- **Texte présenté**
┄┄┄┄┄┄┄┄┄┄┄┄┄┄┄┄┄┄┄┄
Dossier : IMM-1353-13

Référence : 2015 CF 23

[TRADUCTION FRANÇAISE CERTIFIÉE, NON RÉVISÉE]

Ottawa (Ontario), le 8 janvier 2015

En présence de monsieur le juge O’Reilly

ENTRE :

SOKOL KAPLLAJ

demandeur

et

LE MINISTRE DE LA CITOYENNETÉ

ET DE L’IMMIGRATION

défendeur

JUGEMENT ET MOTIFS

I.                   Aperçu

[1]               M. Sokol Kapllaj (le demandeur) a demandé l’asile au Canada parce qu’il craignait d’être persécuté en Albanie en raison d’une vendetta. Son frère et son cousin s’étaient vu octroyer le statut de réfugié au Canada pour les mêmes motifs.

[2]               Un tribunal de la Commission de l’immigration et du statut de réfugié a rejeté la demande d’asile de M. Kapllaj, en concluant que son témoignage avait des lacunes en matière de crédibilité. La Commission a aussi conclu que le demandeur ne s’était pas acquitté de son fardeau de démontrer qu’il ne peut se réclamer de la protection de l’État en Albanie.

[3]               M. Kapllaj soutient que les inférences défavorables en matière de crédibilité qui ont été tirées par la Commission n’étaient pas justifiées. En outre, il soutient que la preuve documentaire démontre que les personnes dans sa situation en Albanie ne peuvent se réclamer de la protection de l’État. Il me demande de conclure que la décision de la Commission était déraisonnable et d’ordonner à un autre tribunal de la Commission de réexaminer sa demande d’asile.
┄┄┄┄┄┄┄┄┄┄┄┄┄┄┄┄┄┄┄┄
Données de localisation par point pour chaque instance
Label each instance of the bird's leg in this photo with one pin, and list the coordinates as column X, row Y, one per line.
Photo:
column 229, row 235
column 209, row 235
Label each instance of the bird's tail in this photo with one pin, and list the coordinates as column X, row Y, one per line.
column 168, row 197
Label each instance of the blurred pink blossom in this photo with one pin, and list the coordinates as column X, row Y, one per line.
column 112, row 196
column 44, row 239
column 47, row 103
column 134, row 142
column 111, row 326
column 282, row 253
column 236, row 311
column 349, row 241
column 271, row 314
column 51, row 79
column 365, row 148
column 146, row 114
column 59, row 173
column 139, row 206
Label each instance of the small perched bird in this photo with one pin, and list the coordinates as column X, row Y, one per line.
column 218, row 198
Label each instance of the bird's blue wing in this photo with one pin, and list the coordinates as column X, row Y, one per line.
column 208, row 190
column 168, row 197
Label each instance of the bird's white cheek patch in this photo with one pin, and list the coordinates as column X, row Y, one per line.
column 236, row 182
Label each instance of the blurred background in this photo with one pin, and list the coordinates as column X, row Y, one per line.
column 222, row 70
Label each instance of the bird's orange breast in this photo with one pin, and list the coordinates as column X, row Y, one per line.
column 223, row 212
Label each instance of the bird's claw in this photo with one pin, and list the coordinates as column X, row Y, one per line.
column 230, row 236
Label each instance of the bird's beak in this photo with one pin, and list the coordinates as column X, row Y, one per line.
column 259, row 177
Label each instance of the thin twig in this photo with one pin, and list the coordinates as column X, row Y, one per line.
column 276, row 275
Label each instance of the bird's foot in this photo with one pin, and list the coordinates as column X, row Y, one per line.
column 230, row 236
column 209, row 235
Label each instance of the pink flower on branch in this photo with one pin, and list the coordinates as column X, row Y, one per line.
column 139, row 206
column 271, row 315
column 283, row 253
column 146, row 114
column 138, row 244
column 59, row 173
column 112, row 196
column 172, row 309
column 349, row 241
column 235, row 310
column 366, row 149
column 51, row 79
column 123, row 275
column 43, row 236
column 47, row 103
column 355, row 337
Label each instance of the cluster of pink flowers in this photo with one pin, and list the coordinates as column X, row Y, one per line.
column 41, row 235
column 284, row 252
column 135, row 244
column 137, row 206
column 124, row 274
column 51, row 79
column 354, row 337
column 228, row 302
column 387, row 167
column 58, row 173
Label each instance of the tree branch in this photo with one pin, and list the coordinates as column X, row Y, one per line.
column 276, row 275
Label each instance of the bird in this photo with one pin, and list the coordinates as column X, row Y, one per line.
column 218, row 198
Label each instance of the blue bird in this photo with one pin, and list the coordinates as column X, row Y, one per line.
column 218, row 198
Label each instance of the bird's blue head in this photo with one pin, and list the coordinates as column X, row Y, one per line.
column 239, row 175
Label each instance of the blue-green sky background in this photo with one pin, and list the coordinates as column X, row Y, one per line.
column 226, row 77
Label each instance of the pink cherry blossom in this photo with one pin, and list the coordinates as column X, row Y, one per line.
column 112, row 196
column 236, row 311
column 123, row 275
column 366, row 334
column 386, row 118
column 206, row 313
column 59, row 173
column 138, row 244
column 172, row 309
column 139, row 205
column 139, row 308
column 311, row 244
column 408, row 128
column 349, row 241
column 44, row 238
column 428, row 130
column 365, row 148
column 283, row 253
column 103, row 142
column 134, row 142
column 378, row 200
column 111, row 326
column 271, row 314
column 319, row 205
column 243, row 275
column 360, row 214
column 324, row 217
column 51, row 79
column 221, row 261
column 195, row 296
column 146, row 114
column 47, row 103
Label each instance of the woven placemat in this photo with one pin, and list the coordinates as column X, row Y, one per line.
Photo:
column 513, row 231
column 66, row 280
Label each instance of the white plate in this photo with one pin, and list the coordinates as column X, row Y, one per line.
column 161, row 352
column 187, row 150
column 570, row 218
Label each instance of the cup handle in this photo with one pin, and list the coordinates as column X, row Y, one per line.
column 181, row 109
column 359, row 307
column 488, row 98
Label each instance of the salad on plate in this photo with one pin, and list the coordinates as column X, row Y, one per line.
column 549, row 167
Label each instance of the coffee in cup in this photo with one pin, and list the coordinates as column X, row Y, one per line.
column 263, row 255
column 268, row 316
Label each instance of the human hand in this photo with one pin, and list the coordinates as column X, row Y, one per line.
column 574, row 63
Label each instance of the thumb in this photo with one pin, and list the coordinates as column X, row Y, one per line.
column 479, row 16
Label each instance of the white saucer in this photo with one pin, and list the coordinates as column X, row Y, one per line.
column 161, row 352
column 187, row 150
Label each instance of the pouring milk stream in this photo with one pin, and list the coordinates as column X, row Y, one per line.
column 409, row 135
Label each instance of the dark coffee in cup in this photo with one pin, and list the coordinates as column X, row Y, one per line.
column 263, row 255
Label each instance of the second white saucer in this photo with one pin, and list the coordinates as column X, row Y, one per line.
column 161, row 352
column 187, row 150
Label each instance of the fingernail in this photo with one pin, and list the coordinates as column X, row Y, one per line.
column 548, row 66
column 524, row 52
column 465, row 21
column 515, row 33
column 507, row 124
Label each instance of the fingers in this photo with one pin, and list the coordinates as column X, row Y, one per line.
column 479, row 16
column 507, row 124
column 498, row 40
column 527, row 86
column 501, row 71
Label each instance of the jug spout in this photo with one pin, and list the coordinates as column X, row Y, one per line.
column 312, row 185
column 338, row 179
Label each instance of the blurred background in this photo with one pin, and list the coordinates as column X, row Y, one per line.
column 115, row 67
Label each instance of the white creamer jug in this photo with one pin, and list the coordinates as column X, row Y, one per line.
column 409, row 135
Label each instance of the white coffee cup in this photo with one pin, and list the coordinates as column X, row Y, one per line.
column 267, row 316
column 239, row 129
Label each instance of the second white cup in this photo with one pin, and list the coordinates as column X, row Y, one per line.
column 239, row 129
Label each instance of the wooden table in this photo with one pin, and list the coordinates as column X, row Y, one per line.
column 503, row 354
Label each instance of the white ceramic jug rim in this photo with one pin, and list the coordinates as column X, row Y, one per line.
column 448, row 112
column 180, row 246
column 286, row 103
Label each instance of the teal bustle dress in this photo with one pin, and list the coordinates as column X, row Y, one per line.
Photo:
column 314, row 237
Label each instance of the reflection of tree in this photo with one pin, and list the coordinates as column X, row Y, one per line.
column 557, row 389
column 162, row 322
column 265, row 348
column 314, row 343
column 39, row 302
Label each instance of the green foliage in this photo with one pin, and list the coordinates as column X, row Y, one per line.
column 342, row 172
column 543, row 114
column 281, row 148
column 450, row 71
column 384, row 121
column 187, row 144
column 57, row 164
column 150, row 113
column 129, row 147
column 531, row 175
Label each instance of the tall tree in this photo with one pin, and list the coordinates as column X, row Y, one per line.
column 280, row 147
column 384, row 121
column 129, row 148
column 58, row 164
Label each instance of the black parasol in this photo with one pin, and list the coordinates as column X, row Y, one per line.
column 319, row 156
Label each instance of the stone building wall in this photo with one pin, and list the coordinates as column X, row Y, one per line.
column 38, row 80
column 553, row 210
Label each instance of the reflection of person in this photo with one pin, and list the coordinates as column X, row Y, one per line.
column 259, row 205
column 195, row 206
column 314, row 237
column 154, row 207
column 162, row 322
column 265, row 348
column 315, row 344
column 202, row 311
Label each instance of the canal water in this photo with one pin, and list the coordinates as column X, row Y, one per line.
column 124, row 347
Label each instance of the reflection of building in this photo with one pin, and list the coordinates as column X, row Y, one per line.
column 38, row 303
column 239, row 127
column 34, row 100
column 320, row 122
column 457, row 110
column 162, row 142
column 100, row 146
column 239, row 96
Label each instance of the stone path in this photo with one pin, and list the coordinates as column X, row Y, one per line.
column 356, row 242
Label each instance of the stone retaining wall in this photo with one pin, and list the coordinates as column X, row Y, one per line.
┄┄┄┄┄┄┄┄┄┄┄┄┄┄┄┄┄┄┄┄
- **Exercices**
[A] Répondez aux questions suivantes d'après le jugement :
(i) En quelle ville et à quelle date le jugement a-t-il été rendu ?
(ii) En raison de quoi M. Kapllaj craignait-il d'être persécuté en Albanie ?
(iii) Quel organisme a rejeté sa demande d'asile ?
[B] Transcrivez fidèlement le passage du jugement qui commence à « JUGEMENT ET MOTIFS » et se termine à « les mêmes motifs. ».

- **Réponses par exercice**
[A]
(i) À Ottawa (Ontario), le 8 janvier 2015.
(ii) En raison d'une vendetta.
(iii) Un tribunal de la Commission de l'immigration et du statut de réfugié.

[B]
JUGEMENT ET MOTIFS

I.                   Aperçu

[1]               M. Sokol Kapllaj (le demandeur) a demandé l’asile au Canada parce qu’il craignait d’être persécuté en Albanie en raison d’une vendetta. Son frère et son cousin s’étaient vu octroyer le statut de réfugié au Canada pour les mêmes motifs.